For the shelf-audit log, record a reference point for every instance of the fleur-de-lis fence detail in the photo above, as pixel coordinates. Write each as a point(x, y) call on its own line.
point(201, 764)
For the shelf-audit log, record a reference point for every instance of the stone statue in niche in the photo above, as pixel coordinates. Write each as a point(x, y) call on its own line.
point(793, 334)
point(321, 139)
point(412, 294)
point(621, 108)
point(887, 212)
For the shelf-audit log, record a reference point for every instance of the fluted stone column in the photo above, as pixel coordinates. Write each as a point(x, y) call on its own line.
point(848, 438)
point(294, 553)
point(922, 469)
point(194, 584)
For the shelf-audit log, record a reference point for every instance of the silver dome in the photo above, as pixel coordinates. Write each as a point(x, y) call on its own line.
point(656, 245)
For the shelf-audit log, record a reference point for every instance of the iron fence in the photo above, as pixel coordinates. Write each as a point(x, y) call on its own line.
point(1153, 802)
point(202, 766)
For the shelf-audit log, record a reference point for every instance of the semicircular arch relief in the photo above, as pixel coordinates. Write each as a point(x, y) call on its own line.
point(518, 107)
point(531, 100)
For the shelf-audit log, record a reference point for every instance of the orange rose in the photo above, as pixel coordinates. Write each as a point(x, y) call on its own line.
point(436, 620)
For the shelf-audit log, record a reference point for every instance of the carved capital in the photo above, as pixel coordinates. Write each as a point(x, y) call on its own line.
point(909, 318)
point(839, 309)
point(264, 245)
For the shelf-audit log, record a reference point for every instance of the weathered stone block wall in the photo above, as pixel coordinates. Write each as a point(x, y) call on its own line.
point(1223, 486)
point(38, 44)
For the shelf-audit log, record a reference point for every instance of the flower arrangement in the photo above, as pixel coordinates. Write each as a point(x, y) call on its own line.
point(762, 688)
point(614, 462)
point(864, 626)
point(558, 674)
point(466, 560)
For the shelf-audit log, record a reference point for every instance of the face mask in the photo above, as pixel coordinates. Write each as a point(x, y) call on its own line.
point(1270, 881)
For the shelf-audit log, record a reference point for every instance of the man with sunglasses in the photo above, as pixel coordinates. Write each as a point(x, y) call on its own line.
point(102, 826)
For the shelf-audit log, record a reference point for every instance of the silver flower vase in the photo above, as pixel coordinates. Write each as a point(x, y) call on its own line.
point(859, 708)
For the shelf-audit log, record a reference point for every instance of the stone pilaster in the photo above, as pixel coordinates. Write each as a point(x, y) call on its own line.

* * *

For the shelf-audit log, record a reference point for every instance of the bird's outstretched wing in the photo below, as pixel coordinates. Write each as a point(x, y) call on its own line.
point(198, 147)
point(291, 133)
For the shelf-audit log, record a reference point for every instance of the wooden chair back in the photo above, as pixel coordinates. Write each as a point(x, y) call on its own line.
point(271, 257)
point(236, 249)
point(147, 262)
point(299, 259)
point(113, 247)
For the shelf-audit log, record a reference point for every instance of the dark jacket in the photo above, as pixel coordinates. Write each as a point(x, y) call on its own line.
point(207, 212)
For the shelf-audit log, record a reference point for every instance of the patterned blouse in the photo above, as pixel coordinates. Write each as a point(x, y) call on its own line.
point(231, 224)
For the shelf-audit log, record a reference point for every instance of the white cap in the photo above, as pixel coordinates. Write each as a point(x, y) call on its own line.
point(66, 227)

• EXERCISE GOAL:
A verbatim transcription is needed of the lines above, starting at the line with "of the face" and ending at the line with "the stone pilaster", both included, and of nothing else.

• WRITTEN ANSWER:
For the shelf-audit log, record a reference point for every instance of the face mask in the photo above, as pixel coordinates. Write each as a point(x, y) call on its own line.
point(1270, 881)
For the shelf-audit log, record a reference point for every instance of the man with sunglasses in the photo above, as pixel coordinates. Write each as a point(x, y) call on its own line.
point(102, 826)
For the shelf-audit log, record a reference point for every instance of the silver flower vase in the photo above, as pixel coordinates. Write each as a point(x, y) call on its own line.
point(859, 708)
For the shelf-audit log, record a reference point for every instance of the stone pilaster in the photo above, as pixel coordinates. Write each as a point(x, y) call on its own line.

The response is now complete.